* _Consigne 1_
Recopiez le passage de l'extrait sur la télévision compris entre « Traiter l’autre comme » et « son discours ordinaire. » inclus, en substituant « variétés » à « divertissement ».

* _Extrait proposé_
◆ ◆ ◆ ◆ ◆ ◆ ◆

Traiter l’autre comme un objet
Si les scandales suscités par Jean-Christophe Averty tenaient à la fois à son langage télévisuel et à la mise à mal de certains tabous, ce qui se produit avec Osons est d’un autre ordre. On assiste à l’intrusion de la politique dans des émissions de divertissement, qui, a priori, semble loin de cet univers. Dans le cas que je viens de rappeler, ce qui choque le plus, c’est bien le fait que Jean-Marie Le Pen ait la parole après l’imitation de Patrick Sébastien et qu’il en profite pour justifier son discours ordinaire.

◆ ◆ ◆ ◆ ◆ ◆ ◆

* _Consigne 2_
Relevez chaque ligne des entrées où figure la chaîne « right », en tenant compte de la casse.

◆ ◆ ◆ ◆ ◆ ◆ ◆

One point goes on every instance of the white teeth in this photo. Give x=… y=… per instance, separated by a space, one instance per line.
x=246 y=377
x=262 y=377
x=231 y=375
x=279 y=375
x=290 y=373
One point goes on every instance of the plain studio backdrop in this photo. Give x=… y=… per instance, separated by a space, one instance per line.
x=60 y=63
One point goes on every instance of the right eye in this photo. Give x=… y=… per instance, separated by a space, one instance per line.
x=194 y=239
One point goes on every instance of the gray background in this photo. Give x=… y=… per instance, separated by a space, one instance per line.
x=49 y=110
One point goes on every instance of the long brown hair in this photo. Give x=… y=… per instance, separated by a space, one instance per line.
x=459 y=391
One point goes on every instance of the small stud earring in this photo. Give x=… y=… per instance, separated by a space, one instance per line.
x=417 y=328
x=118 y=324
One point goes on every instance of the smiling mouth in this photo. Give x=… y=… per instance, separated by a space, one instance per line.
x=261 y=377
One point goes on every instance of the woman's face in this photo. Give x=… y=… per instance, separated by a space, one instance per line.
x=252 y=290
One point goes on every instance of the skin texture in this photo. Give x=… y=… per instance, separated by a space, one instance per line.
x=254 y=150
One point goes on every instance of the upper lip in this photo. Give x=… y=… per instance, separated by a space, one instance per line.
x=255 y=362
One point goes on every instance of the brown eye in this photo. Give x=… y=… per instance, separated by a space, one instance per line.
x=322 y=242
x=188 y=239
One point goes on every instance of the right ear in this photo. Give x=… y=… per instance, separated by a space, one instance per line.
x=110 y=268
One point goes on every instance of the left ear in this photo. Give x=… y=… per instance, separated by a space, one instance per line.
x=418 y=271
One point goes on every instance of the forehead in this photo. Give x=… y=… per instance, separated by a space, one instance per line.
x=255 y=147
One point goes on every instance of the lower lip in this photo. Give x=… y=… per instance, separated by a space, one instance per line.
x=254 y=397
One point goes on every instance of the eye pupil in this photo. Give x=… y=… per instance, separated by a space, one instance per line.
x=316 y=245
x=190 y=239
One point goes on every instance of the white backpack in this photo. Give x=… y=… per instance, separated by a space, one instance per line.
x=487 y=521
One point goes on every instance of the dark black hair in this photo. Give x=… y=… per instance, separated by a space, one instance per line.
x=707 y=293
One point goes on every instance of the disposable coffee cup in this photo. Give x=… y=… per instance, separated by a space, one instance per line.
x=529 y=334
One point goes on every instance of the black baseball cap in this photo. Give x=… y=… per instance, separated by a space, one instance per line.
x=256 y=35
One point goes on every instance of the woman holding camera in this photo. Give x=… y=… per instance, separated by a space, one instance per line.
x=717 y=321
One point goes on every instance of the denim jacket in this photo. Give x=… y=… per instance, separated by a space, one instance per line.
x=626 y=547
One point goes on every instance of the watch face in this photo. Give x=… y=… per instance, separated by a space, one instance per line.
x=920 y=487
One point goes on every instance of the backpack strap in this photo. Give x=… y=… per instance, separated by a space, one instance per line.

◆ ◆ ◆ ◆ ◆ ◆ ◆

* _Réponse rédigée 1_
Traiter l’autre comme un objet
Si les scandales suscités par Jean-Christophe Averty tenaient à la fois à son langage télévisuel et à la mise à mal de certains tabous, ce qui se produit avec Osons est d’un autre ordre. On assiste à l’intrusion de la politique dans des émissions de variétés, qui, a priori, semble loin de cet univers. Dans le cas que je viens de rappeler, ce qui choque le plus, c’est bien le fait que Jean-Marie Le Pen ait la parole après l’imitation de Patrick Sébastien et qu’il en profite pour justifier son discours ordinaire.

* _Réponse rédigée 2_
One point goes on every instance of the right eye in this photo. Give x=… y=… per instance, separated by a space, one instance per line.
One point goes on every instance of the right ear in this photo. Give x=… y=… per instance, separated by a space, one instance per line.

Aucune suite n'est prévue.